ABOUT THIS TASK — Write out, word for word, the section of the geranium-growing text below, starting at "- Sow from seed" and ending at "the Mediterranean coast..".

Eight hundred fresh plants festooned the walls. Not a dead head or poor plant to be seen. We chatted to the owners. ‘No we don’t keep this up all summer. We water and dead head in preparation for and during the festival but then cut back on the watering and hours of daily care.
We can only water with a small half litre tilting can on the end of a 4 or 5 metre pole. It takes us 4 hours a day to just water each plant every other day. In two months most will have succumbed to the sun and geranium moth. It would be difficult to spray chemicals within these four high walls.
Yes, we buy 800 new plants every March!
It’s worth all the effort if we win a prize the year’ In practice only fifteen of the sixty patios we visited were in the competition . The others were kindly opening their cherished homes to the public for ten days to demonstrate that living in an old town house can be delightful.
Make 2008 Your Geranium Year.
As said earlier since then many moths have been killed off and available insecticide sprays have become more effective. So why not make 2008 your geranium year whether you have only space for only a few plants in pots, window boxes on a balcony or a suitable large flower beds or bank. But ensure you take the following safeguards from day one.
Geranium Growing Hints
- Only purchase strong healthy plants. Watch out for small black holes in stems where moths have already laid eggs and for signs of moths hovering over garden centre displays.
- Recognise that many of the geraniums for sale will have been forced in the controlled environment insect free hot houses of Holland, Italy, Germany etc as well as Spain. As we have found out over Easter there is still cold weather around so ensure that newly purchased plants are hardened off before planting out in exposed positions.
- Fleshy forced growth is also more susceptible to geranium moth attacks than the firmer growth of slowly brought on plants from cuttings or seed. Also interestingly the upright thick stemmed geraniums/ zonal pelargoniums are the most susceptible to attack by the dreaded geranium moth and the ivy leaved trailing varieties or crinkly leafed pelargoniums less so. The rampant pelargonium graviolean is rarely attacked and it is wise to plant one amongst a display of other varieties. The crispy leaved pelargoniums grandifloras regal geraniums also have good resistance.
It is possible to grow the true species cranesbill geraniums in Spain. These are relatively easy to grow from seed and in our experience fairly moth resistant..
However with all types assume the worst and spray new plants against the geranium moth the day you get them home from the garden centre. Ensure you then re-spray weekly. Recognise that although you may kill off the existing population of moths in your garden there are many more about to hop over the wall from unsprayed gardens, especially if adjacent properties are rarely occupied.
- Watch out for the small holes surrounded by a black circle that indicates that a geranium moth has been around in spite of your spraying. Prune out affected stems.
- Water to just keep damp. Probably every other day during hot weather.
- Feed container planted geraniums with a dilute geranium fertilizer once a fortnight.
- Dead head, and remove dead leaves weekly. Also remove any rubbish that builds up on the top of the soil in pots.
- Take strong cuttings in the Spring or in the Autumn to produce your own new plants for an even better and economic display.
- Sow from seed in spring or summer.
Above all join other gardeners in rebuilding Spain’s former reputation for glorious displays of geraniums for many months of the year – indeed throughout the year in the warmer parts of the Mediterranean coast..
© Clodagh and Dick Handscombe March 2008.

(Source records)
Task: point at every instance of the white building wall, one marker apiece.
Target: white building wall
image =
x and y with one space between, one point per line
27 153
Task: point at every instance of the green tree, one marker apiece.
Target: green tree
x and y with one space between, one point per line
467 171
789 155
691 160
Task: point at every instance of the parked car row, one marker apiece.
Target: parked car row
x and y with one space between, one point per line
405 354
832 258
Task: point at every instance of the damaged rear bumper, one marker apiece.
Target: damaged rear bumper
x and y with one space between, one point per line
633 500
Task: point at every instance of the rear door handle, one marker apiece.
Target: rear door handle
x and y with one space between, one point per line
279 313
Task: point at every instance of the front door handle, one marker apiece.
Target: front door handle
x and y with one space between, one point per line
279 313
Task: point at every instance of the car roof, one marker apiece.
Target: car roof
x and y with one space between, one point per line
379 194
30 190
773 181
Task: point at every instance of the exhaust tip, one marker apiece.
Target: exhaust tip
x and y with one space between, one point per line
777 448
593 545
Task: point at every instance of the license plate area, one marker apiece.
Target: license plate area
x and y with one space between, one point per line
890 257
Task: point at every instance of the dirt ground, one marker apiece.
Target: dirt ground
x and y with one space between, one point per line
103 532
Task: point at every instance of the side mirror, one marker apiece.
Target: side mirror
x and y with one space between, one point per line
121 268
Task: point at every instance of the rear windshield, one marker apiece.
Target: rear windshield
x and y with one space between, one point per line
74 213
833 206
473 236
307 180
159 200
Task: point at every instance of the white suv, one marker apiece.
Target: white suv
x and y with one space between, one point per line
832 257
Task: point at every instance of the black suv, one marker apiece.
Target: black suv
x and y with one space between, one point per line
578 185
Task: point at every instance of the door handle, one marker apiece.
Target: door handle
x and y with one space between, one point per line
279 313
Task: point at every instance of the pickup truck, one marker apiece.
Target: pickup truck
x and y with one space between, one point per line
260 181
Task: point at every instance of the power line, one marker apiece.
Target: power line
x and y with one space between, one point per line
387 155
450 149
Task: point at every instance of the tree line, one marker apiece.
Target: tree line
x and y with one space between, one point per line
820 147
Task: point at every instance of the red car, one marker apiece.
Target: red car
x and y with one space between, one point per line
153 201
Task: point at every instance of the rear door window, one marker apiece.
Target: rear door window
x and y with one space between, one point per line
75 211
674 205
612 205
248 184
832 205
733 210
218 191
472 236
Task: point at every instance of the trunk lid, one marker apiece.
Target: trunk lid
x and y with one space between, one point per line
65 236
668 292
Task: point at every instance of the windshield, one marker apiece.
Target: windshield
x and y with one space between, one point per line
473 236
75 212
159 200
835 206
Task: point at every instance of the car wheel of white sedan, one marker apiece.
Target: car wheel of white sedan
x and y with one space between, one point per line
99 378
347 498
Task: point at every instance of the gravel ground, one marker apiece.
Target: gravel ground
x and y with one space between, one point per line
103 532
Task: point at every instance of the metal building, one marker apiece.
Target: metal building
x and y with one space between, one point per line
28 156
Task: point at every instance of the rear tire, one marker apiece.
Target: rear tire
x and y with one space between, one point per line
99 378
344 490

PROBLEM SOLUTION —
- Sow from seed in spring or summer.
Above all join other gardeners in rebuilding Spain’s former reputation for glorious displays of geraniums for many months of the year – indeed throughout the year in the warmer parts of the Mediterranean coast..